Top of Records for the task

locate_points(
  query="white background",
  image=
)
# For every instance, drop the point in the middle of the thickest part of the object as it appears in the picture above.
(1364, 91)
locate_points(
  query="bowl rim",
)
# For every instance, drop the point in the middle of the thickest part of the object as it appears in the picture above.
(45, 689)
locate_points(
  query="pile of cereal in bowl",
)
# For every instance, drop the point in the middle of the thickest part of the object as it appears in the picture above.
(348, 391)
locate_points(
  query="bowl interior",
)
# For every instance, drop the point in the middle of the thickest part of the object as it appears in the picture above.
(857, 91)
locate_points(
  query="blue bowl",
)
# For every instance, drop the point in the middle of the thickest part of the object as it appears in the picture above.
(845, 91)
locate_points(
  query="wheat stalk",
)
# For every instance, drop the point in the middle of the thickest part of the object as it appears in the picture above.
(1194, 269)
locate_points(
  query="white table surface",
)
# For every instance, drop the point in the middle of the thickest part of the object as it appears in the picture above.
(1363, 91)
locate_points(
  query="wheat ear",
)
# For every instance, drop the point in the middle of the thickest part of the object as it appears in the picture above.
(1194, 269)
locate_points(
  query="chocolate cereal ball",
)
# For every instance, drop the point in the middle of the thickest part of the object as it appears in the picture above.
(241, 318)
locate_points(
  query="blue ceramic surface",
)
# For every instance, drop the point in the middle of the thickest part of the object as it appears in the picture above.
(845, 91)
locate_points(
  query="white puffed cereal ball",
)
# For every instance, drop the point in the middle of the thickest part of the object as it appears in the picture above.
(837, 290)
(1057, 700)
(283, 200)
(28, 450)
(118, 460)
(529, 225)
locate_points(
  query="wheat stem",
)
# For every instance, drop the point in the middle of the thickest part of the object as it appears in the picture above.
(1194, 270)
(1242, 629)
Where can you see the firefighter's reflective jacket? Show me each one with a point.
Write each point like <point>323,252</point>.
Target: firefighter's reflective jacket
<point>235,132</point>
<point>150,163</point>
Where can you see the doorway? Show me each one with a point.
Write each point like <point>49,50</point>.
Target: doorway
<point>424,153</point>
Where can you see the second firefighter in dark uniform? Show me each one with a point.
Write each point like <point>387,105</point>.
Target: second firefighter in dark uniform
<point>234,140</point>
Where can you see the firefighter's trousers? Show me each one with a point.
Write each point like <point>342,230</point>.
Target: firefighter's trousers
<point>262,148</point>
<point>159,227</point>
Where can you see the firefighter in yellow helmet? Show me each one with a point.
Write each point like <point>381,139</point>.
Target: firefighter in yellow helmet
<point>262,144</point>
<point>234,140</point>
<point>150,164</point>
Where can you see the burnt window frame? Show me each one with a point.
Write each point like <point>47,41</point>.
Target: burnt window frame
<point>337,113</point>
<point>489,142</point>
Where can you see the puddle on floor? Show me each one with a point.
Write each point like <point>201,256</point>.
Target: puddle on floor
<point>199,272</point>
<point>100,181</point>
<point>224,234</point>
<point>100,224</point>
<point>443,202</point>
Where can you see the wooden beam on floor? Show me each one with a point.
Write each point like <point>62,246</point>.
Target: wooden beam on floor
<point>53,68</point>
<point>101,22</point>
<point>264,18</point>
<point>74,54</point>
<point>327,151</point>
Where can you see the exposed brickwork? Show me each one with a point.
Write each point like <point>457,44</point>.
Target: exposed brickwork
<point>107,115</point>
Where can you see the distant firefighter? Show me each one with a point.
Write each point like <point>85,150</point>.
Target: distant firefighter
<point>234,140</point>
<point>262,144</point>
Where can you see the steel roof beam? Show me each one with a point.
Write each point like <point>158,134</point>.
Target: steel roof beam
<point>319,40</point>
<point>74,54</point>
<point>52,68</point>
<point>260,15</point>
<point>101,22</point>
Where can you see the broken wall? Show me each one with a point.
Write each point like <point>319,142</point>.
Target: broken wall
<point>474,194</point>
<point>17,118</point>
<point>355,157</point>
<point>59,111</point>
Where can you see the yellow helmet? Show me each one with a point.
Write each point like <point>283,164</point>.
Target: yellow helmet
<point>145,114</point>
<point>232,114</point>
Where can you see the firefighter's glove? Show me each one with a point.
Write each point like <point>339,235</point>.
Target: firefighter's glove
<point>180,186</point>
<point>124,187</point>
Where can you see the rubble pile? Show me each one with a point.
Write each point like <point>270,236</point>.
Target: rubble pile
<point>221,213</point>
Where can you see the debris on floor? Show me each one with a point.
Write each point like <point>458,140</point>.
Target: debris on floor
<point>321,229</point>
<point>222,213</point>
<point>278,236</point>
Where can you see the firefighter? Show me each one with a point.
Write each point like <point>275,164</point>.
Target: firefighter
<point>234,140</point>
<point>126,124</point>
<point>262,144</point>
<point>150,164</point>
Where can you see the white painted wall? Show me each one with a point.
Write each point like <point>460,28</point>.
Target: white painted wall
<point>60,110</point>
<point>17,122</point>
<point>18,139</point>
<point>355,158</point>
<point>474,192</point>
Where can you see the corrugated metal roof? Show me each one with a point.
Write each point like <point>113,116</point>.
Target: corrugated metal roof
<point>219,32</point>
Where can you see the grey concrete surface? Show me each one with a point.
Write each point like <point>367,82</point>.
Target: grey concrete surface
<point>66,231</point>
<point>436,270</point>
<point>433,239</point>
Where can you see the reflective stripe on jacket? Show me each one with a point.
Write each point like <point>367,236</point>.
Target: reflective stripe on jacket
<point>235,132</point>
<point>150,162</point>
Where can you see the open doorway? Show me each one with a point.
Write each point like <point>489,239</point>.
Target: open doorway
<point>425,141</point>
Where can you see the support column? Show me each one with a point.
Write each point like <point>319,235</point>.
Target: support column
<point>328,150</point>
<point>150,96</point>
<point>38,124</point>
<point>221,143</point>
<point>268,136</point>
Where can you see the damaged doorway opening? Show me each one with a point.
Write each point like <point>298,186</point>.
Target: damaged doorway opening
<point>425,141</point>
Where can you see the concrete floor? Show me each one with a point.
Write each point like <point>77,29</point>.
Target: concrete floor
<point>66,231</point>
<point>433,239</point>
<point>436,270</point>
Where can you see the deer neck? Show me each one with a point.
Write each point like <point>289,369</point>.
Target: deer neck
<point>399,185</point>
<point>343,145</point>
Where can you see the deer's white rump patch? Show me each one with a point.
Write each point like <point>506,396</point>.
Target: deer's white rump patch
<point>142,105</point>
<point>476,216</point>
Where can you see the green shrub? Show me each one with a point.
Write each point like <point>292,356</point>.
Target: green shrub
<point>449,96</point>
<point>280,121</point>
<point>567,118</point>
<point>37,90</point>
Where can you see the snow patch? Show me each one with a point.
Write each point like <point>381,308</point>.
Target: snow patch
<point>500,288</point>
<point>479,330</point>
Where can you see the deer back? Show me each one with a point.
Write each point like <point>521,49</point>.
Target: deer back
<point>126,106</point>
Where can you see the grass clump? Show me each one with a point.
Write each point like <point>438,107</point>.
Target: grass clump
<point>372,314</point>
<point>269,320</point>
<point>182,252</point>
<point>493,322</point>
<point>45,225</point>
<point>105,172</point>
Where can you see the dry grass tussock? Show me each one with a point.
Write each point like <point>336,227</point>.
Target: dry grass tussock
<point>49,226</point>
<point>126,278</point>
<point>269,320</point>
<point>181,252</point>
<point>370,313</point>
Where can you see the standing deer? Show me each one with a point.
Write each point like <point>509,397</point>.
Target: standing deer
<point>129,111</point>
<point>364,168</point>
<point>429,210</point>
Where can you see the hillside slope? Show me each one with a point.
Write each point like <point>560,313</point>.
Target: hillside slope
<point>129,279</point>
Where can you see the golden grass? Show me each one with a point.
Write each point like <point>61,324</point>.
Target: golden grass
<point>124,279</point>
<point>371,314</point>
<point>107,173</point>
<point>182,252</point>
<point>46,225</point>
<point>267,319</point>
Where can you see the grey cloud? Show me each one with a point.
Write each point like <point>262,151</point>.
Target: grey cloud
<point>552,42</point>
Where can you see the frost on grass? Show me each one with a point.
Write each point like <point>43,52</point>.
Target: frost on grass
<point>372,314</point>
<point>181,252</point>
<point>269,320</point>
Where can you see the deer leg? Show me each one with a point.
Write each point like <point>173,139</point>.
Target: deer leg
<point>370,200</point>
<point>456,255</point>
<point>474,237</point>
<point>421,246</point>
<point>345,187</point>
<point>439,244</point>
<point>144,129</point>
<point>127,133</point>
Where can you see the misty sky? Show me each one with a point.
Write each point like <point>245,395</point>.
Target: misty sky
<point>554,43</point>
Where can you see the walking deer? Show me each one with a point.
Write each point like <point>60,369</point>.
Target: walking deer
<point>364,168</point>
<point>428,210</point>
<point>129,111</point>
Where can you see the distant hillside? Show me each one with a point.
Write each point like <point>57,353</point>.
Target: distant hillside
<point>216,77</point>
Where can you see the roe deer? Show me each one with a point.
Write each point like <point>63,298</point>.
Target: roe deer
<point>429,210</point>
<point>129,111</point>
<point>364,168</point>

Bottom of Records for the task

#### [Exercise goal]
Copy every line of the records above that contains "ball".

#### [Final answer]
  query="chocolate cereal ball",
  query="white puffed cereal ball",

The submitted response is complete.